- _What is being asked_
Reproduce the data exactly.

- _Data lines_
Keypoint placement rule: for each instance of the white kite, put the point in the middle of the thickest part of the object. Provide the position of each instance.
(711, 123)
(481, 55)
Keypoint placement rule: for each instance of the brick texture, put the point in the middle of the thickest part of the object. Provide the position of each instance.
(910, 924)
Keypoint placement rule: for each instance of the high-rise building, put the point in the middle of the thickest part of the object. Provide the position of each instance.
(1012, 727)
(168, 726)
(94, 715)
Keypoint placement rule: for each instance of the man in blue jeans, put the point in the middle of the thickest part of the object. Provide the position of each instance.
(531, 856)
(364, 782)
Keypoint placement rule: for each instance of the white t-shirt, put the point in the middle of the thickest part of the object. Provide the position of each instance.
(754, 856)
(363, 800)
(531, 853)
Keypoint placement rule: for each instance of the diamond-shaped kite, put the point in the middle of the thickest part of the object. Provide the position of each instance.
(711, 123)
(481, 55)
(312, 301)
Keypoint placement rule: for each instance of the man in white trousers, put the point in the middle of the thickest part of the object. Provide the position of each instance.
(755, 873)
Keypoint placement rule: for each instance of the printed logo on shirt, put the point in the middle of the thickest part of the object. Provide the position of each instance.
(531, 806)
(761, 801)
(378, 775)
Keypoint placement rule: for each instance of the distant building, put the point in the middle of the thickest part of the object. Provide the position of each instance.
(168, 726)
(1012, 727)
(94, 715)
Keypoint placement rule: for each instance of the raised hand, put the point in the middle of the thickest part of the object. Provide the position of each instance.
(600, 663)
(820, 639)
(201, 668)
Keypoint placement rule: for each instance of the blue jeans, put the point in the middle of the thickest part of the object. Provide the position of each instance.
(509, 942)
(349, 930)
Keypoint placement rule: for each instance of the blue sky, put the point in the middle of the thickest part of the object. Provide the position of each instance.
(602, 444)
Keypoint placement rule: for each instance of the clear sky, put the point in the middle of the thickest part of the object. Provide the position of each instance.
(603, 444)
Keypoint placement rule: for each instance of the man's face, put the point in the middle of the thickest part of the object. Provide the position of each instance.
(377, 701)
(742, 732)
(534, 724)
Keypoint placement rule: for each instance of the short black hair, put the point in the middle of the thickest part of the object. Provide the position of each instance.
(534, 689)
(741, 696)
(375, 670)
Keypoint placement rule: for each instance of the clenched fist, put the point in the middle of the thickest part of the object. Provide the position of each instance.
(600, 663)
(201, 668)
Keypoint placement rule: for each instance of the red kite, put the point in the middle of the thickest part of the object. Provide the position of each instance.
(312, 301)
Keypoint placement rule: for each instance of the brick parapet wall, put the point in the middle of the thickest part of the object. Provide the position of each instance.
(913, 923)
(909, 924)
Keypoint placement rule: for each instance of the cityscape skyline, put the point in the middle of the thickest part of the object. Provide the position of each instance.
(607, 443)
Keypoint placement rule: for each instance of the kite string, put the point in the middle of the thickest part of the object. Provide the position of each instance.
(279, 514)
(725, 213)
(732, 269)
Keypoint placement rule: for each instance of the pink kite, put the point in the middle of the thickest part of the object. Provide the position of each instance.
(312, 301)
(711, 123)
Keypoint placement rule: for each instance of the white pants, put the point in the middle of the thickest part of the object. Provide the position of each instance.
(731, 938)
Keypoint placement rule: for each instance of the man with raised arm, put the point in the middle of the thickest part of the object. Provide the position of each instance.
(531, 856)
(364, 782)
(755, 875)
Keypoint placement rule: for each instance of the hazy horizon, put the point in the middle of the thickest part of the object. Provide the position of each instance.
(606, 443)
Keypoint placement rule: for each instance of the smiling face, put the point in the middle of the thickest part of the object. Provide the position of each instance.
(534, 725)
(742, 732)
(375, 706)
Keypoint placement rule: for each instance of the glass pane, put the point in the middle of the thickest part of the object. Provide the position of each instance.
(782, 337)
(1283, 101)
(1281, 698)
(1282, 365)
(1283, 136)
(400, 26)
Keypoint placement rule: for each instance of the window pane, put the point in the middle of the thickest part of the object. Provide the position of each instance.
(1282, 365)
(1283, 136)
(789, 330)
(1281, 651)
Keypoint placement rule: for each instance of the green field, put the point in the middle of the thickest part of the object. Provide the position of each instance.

- _Full answer_
Keypoint placement rule: for each instance of the white kite, put the point in the middle of the thickest part of the object. Provide the position of each instance.
(711, 123)
(481, 55)
Keypoint placement rule: for each instance of the brick texture, put the point in the middle of the thickest part of the object. Provide the position of each instance.
(910, 924)
Keypoint placement rule: for each instance of the high-rise building, put the point in the middle of the thickest part of the object. Provide the position of each instance.
(1012, 727)
(168, 726)
(94, 715)
Keypoint placement rule: for each instance of the man in blue jeans, put the point in the middle of the thickest part of the object. Provide the position of each instance.
(531, 856)
(364, 782)
Keypoint placement rule: for each instance of the white t-shirt, put the point in the middle of the thickest part of the object. Provide the position of each instance.
(754, 856)
(363, 800)
(531, 853)
Keypoint placement rule: for each instance of the diamond-shaped kite, put the point in the middle of the thickest part of the object. Provide the position of each instance.
(711, 123)
(481, 55)
(312, 301)
Keypoint placement rule: for each instance of the man in white trousers, put the point in the middle of the thickest part of the object. Provide the position of each instance.
(755, 873)
Keypoint placement rule: for each instance of the printed logo on shirt, put the point in the middle of the thickest part of the object. Provide the position of each instance.
(531, 806)
(761, 801)
(378, 775)
Keypoint placement rule: for each instance of the distant building, put the point in the middle of the thickest part of the object. Provide the position of each instance.
(168, 726)
(1012, 727)
(94, 715)
Keypoint placement rule: for each instance of the raised hand, put the point in the middle of the thickest part of the object. Provide the position of each instance.
(600, 663)
(820, 639)
(201, 668)
Keypoint placement rule: for each instance of the blue jeans, put the point in the middle of the thickest part of the object. Provide the position of each instance.
(509, 942)
(349, 930)
Keypoint placement rule: for each instance of the blue sky, put the point in the middle of the thickest part of the object. Provide the position of each instance.
(602, 444)
Keypoint placement rule: for each instance of the clear sky, put the point in the middle of the thickest part of the object. Provide the position of each instance.
(603, 444)
Keypoint placement rule: for each instance of the man's face, put the point in the middle of the thickest part of the object. Provide the position of each instance.
(377, 701)
(742, 732)
(534, 724)
Keypoint placement rule: for each instance of the short black hair, put the point in the middle of the thickest part of the object. Provide the position of each instance.
(534, 689)
(741, 696)
(375, 670)
Keypoint placement rule: for each instance of the clenched fist, put the point in the middle of the thickest part of the object. Provide the position of each instance.
(600, 663)
(201, 668)
Keypoint placement rule: for each instance of the red kite, put the point in the middle of the thickest part of the object. Provide the position of each instance.
(312, 301)
Keypoint placement rule: for each instance of the brick parapet wall, put the point in the middle of the thickest part of the object. Provide the position of each instance.
(913, 923)
(909, 924)
Keypoint placement rule: for each instance of the cityscape skyline, put the point in the middle of the thickest part of the object. Provide the position of each instance.
(607, 443)
Keypoint placement rule: for each instance of the kite string, put the point in the middle of the thickest part of the object. Provide the position of each instance.
(279, 514)
(725, 213)
(732, 269)
Keypoint placement rule: for each instance of the pink kite, put the point in the middle of the thickest part of the object. Provide the position of each instance.
(312, 301)
(711, 123)
Keypoint placement rule: for each instance of the white pants, put the point in the middle of the thickest part of the object. Provide the position of each instance.
(731, 938)
Keypoint placement rule: for each instance of the man with raised arm, put the point in the middle of the thickest part of the object. Provide the position of each instance.
(531, 856)
(364, 782)
(755, 875)
Keypoint placement rule: for each instance of the hazy horizon, put the point in the middle of the thickest part of the object. Provide the position of each instance.
(606, 443)
Keypoint placement rule: for each instance of the smiling face, put the point in the middle of the thickest part of the object. Provide the position of each instance.
(534, 725)
(742, 732)
(375, 706)
Keypoint placement rule: for each instance of the glass pane, put the point in the middle of the thickest part of the object. Provide the position of each instance.
(782, 337)
(1283, 101)
(1281, 698)
(1282, 365)
(1283, 136)
(400, 26)
Keypoint placement rule: for each instance of the window pane, put the point in the middle of the thickest part of the object. Provide the position of each instance.
(1282, 365)
(1283, 136)
(789, 330)
(1281, 651)
Keypoint placement rule: for each instance of the green field, put the point in the middle of the thickest part of the object. Provide the position of each instance.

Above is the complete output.